> Activity 1: Translate this sentence from the functional brain imaging article into Spanish: "Tracer kinetic models are used to convert local positron annihilations into estimates of receptor or transporter density, distribution, or occupancy."
> Activity 2: Extend the article on functional brain imaging beyond its last sentence.

> Extract provided:
++++

Functional Brain Imaging: Twenty-First Century Phrenology or Psychobiological Advance for the Millennium?

Publication: American Journal of Psychiatry
For those of us interested in neurochemical pathology of the major neuropsychiatric disorders—including schizophrenia, affective disorders, Alzheimer’s disease and other dementias, and the addictions—the last several years have witnessed a marked paradigm shift. From reliance on animal models of psychopathology with all of their shortcomings (1) to the neuroendocrine window strategy with its pitfalls (2) to postmortem studies with their inherent difficulties (3), the field has evolved to the use of multidisciplinary techniques, of which functional brain imaging represents one of the most promising yet least understood. This issue of the Journal contains three reports of research that used two functional brain imaging techniques, positron emission tomography (PET) and magnetic resonance spectroscopy (MRS). These two techniques, together with functional magnetic resonance imaging (MRI) and single photon emission computed tomography (SPECT), constitute the “big four” of functional brain imaging modalities most commonly used today. Below we briefly review the strengths and weaknesses of each of these techniques, their great promise for research in psychiatry, and how the reports contained in this issue advance their respective fields.
PET and the related SPECT represent planar radiometric functional imaging techniques. Both use the intravenous or inhalational administration of radiopharmaceuticals and detectors specialized for localizing photons (gamma rays) emitted by positron annihilation to support neurophysiologic, neuroreceptor, and neurochemical imaging. Neurophysiologic imaging refers to the use of cerebral blood flow radiotracers (15OH2, [15O]butanol, C15O2, 133Xe, [99mTc]HMPAO) or metabolic radiotracers ([18F]fluorodeoxyglucose) to spatially resolve the hemodynamic and metabolic correlates of neural circuit activity. The metabolic costs of synaptic transmission are high and relate largely to adenosine triphosphate (ATP) consumption in support of the ion pump activity that drives sodium and potassium gradients across neuronal membranes. Functional imaging of brain activity using PET or SPECT actually involves the localization of changes in oxygen and glucose utilization for ATP synthesis by oxidative glycolysis, which is correlated very highly with neuronal activity. Neuroreceptor imaging refers to the use of PET or SPECT radionuclides bound to ligands possessing a high and selective affinity for neurotransmitter receptors or transporters. Tracer kinetic models are used to convert local positron annihilations into estimates of receptor or transporter density, distribution, or occupancy. Neurochemical imaging refers to the use of PET or SPECT radionuclides bound to precursors (e.g., DOPA) of enzymatic reactions that support neurotransmitter synthesis.
Functional MRI refers to a variant of MRI that is sensitive to local changes in deoxy­hemoglobin concentration. Because the regional blood flow increase associated with neuronal activity apparently surpasses the oxygen consumption, this results in an apparent decrease in deoxyhemoglobin. In the 1930s, Linus Pauling observed that the quantity of oxygen carried by hemoglobin is inversely proportional to the degree to which it perturbs a magnetic field. This property of differential paramagnetism was finally demonstrated in vivo in the late 1980s, and functional MRI was introduced (4, 5).

++++

> Supplied entries:
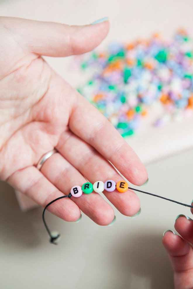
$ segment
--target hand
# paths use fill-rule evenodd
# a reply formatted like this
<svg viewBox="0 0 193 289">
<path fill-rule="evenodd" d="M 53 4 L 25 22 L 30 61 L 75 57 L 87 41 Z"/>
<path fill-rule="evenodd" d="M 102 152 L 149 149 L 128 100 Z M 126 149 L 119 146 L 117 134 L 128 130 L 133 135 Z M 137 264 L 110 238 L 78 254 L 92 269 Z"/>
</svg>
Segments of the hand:
<svg viewBox="0 0 193 289">
<path fill-rule="evenodd" d="M 108 33 L 108 21 L 83 26 L 0 17 L 0 178 L 45 207 L 89 180 L 122 179 L 132 184 L 147 174 L 132 149 L 106 119 L 59 77 L 41 55 L 63 57 L 89 51 Z M 45 153 L 56 148 L 40 172 Z M 122 214 L 139 210 L 137 195 L 104 192 Z M 93 192 L 56 202 L 49 210 L 75 221 L 80 209 L 97 224 L 114 217 L 111 206 Z"/>
<path fill-rule="evenodd" d="M 193 244 L 193 221 L 187 219 L 185 215 L 179 216 L 175 227 L 182 238 L 168 231 L 162 242 L 174 271 L 175 289 L 191 289 L 193 288 L 193 248 L 190 245 Z"/>
</svg>

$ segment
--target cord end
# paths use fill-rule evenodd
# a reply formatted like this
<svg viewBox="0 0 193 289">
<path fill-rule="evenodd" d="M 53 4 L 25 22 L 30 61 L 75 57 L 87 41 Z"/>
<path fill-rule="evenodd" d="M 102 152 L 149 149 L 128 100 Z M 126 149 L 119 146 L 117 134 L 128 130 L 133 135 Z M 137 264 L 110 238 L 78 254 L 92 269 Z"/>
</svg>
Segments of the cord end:
<svg viewBox="0 0 193 289">
<path fill-rule="evenodd" d="M 52 232 L 51 235 L 51 236 L 50 239 L 50 242 L 55 245 L 57 245 L 58 242 L 60 241 L 61 238 L 60 234 L 58 232 Z"/>
</svg>

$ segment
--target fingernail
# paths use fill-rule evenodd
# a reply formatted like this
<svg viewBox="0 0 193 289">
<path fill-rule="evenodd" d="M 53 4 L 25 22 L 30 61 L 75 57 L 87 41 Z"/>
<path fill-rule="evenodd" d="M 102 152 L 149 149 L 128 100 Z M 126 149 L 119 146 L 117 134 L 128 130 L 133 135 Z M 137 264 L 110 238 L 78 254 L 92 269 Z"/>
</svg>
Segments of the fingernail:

++++

> Answer section 1: Se utilizan modelos cinéticos de trazadores para convertir las aniquilaciones locales de positrones en estimaciones de la densidad, la distribución o la ocupación de receptores o transportadores.

> Answer section 2:
At present only functional MRI measures relative neural activity, whereas PET can provide either absolute or relative measures; many investigators study only relative flow with PET to enhance ease of use. Consequently, neuroimaging experiments must be designed to quantify relative changes in activity. But relative to what? The most commonly used approach, subtractive mapping, extends an idea proposed more than 130 years ago. Franciscus Donders, a Dutch physiologist, proposed a method to study specific cognitive processes (6). Armed only with subjects’ response times, he suggested that longer response times represented added mental processing. He subtracted the time to respond to any light from the time needed to respond to a particular colored light. He concluded that this difference, about 50 msec, represented the time to process color. One can easily imagine this exact experiment being repeated in either a PET or a functional MRI scanner, and instead of subtracting response times, subtracting brain activity maps.
The subtractive approach to neuroimaging has been used with great success over the past 10 years. The assumption is that levels of “brain activity” are additive in a linear fashion. Undoubtedly, this is not the case, but it is not yet clear under what circumstances it is a reasonable approximation. A second, and potentially more problematic, assumption is that cognitive processes are additive. Also referred to as the “pure insertion” hypothesis, this assumes that the addition of another cognitive process does not alter the original one.
Given the uncertainty in these assumptions, it is surprising that such impressive imaging results have been obtained at all. One might argue that because subtractive designs do work, the assumptions have not been disproved. Indeed, we see three imaging articles in this issue, each incrementally advancing the understanding of a particular aspect of mental illness. Each of these articles identifies state changes in the CNS of particular groups of subjects. Neuroimaging offers a powerful probe of brain state, but we are now faced with metaphysical questions; i.e., what is a brain state, and how is it related to the outward manifestations of behavior? This has the potential for degenerating into the old mind-body duality of Descartes, but it is really far more complex than such dichotomous models. Neuroimaging allows the identification of brain regions in which activity is correlated with some external baseline or outcome measure (e.g., Hamilton Depression Rating Scale score, cocaine use, antidepressant treatment). Whether a causal relationship exists remains obscure. How does this pattern of brain activity result in behavior X? This is the “hard” problem of brain imaging, and one for the twenty-first century.
Functional brain imaging techniques bridge the gap between neural systems and behavioral neurosciences. In doing so they provide novel and powerful insights into the changes in regionally distributed brain activity that underlie normal and abnormal behavior. The three reports that are the focus of this editorial are excellent examples of the breadth and depth of the evolving impact of such techniques on the field of biological psychiatry.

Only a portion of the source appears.